WORK REQUEST
Wherever the word "louvered" occurs in the listing, copy the whole line.

STORED DATA
= = = = = = =

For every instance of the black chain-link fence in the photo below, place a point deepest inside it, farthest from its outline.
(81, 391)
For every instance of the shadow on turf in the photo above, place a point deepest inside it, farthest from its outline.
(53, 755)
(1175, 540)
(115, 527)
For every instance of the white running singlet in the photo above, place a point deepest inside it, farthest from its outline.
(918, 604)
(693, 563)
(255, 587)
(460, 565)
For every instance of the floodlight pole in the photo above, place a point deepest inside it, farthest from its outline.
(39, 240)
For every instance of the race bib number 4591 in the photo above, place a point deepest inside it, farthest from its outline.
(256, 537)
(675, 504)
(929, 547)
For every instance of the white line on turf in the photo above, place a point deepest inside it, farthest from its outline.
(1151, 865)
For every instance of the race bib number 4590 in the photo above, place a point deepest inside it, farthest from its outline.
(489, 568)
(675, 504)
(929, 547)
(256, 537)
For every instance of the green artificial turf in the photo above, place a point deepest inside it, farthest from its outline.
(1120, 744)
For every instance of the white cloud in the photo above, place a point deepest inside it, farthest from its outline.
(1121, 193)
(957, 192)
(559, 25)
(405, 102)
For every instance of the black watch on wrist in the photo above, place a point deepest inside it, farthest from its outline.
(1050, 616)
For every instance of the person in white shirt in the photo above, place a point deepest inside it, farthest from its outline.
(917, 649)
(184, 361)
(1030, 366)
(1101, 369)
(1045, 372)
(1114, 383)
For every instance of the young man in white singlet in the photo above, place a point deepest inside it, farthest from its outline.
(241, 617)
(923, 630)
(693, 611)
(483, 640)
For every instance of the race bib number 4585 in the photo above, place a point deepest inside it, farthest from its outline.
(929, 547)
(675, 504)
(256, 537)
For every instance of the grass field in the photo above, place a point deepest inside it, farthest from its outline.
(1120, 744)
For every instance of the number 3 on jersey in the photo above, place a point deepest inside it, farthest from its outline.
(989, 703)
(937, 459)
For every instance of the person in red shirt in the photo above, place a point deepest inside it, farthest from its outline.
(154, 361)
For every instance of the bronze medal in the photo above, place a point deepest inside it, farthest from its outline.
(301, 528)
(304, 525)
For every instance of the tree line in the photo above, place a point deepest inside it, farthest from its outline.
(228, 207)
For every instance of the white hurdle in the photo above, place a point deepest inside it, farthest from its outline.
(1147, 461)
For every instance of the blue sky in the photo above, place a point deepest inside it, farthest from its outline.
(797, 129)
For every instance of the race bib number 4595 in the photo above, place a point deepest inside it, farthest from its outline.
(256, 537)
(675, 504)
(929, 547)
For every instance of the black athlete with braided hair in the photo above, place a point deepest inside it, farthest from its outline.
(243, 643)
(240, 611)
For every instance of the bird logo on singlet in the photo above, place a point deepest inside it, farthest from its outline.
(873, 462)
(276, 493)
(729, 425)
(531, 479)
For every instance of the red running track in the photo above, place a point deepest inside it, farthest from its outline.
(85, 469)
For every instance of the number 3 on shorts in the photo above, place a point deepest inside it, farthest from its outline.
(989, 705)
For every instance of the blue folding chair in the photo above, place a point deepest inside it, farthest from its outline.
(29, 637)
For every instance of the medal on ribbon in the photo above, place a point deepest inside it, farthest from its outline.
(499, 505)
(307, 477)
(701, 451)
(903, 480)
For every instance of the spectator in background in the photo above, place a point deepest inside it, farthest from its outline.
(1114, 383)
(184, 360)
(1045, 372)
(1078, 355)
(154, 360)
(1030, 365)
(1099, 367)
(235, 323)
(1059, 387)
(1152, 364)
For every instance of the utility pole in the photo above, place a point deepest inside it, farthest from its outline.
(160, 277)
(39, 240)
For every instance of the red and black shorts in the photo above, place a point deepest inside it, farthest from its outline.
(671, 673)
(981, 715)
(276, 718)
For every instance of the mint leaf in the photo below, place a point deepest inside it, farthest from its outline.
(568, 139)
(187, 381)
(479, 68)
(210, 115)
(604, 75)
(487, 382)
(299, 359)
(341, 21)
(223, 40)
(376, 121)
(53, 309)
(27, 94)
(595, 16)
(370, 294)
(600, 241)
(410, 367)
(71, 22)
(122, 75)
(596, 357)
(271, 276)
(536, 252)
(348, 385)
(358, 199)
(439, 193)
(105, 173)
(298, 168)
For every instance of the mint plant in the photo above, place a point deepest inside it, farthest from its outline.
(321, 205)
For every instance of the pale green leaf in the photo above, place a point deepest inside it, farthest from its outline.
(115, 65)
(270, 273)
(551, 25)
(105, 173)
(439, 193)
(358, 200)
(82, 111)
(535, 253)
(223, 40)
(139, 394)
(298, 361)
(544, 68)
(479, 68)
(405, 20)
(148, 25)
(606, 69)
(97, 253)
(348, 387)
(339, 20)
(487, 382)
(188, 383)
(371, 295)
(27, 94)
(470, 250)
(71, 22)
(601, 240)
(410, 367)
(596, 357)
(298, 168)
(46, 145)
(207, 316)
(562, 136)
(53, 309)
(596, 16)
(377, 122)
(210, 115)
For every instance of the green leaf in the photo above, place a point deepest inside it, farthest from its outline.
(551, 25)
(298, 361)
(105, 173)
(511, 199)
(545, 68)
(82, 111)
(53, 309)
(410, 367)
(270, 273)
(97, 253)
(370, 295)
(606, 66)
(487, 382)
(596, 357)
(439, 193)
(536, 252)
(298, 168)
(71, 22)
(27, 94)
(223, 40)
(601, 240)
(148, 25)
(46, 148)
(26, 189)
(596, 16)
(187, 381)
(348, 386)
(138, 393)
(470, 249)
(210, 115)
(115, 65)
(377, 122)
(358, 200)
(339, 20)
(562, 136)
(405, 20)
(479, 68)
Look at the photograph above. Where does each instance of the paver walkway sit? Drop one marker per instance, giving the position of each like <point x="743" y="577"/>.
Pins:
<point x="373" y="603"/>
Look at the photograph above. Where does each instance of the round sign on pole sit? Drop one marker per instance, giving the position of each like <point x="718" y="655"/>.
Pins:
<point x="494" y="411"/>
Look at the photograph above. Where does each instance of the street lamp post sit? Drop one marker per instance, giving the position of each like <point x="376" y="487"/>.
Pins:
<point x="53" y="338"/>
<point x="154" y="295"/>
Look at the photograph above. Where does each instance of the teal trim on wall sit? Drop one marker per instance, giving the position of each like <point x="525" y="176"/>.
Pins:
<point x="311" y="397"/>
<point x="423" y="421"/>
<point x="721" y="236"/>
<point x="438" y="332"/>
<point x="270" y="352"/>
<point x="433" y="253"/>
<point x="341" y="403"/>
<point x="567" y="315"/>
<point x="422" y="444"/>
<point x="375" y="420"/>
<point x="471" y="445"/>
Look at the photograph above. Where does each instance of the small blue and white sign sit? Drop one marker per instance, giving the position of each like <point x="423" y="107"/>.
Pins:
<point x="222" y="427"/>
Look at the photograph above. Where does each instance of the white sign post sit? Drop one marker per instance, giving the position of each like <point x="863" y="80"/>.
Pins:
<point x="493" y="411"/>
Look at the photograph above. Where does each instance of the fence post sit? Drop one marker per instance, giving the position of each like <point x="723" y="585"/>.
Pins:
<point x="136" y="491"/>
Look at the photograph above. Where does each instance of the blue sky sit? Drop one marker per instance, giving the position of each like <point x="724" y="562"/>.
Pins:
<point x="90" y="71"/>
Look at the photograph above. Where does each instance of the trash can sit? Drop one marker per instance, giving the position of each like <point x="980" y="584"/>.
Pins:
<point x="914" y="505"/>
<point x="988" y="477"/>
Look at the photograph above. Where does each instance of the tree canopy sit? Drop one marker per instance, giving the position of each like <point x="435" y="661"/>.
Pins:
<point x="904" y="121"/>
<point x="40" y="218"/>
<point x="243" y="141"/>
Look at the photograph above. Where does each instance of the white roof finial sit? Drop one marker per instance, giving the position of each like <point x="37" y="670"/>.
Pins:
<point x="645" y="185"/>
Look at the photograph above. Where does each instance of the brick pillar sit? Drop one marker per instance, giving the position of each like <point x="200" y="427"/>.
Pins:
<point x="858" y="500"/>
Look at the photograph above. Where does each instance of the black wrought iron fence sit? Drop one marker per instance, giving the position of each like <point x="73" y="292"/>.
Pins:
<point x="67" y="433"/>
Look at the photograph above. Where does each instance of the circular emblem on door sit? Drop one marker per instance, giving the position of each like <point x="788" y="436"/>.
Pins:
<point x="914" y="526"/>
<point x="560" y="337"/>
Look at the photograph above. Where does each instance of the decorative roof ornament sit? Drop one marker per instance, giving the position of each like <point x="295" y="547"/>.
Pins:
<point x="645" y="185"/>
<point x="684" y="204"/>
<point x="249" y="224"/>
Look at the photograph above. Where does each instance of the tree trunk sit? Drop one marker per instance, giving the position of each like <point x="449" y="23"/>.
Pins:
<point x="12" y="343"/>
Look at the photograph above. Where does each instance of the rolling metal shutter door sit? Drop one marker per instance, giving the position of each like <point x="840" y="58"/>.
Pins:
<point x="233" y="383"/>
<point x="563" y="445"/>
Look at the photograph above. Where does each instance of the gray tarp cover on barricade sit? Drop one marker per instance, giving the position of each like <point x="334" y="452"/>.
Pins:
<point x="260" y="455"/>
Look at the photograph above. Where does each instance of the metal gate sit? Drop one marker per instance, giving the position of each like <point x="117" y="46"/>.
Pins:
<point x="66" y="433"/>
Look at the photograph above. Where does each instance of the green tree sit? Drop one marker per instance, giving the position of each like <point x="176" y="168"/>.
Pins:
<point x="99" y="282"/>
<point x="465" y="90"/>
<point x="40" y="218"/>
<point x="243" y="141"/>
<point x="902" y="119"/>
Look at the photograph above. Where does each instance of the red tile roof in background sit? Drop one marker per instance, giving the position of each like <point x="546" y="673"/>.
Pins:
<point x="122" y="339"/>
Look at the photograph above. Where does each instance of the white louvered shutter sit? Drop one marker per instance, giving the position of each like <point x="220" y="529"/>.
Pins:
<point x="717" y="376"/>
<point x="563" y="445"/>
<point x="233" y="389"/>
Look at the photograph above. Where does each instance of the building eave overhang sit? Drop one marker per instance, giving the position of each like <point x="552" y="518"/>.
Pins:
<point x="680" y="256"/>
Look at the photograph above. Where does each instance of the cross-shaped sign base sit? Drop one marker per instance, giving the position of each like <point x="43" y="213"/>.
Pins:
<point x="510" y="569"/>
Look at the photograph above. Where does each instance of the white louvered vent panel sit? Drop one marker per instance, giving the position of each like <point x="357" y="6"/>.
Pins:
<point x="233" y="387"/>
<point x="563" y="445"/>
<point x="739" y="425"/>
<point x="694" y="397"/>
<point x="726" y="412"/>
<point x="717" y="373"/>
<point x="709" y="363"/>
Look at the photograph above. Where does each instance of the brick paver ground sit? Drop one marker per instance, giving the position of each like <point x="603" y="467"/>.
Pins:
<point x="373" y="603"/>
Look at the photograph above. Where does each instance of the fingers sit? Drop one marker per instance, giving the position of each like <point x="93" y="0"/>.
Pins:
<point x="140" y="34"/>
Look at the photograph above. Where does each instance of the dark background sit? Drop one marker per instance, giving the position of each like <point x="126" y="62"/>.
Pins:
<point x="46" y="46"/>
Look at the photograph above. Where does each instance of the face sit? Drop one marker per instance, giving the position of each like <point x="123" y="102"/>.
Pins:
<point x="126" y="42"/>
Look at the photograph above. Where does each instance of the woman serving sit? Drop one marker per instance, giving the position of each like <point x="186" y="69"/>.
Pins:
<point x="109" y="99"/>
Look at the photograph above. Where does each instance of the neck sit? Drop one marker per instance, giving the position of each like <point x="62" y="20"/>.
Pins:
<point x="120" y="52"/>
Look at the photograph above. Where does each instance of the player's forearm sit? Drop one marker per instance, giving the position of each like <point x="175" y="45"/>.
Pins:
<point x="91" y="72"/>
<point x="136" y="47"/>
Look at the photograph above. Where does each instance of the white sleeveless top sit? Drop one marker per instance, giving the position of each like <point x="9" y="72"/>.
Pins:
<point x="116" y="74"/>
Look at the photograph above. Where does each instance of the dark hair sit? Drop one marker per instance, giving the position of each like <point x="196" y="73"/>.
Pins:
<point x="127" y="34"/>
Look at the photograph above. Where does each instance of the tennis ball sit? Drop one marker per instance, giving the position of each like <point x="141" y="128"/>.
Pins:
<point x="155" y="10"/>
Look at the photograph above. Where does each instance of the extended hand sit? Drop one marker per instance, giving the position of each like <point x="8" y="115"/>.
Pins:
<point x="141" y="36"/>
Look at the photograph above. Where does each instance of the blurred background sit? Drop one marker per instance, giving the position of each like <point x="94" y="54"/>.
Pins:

= = = = = = =

EXERCISE RESULT
Look at the photograph above. Where does each instance of the white louvered shutter sit? Drop one marker per instance, giving the position of each like <point x="220" y="529"/>.
Look at the photograph above. Where does each instance of the white louvered vent panel sit? Drop one marker per instance, giving the position of each like <point x="357" y="6"/>.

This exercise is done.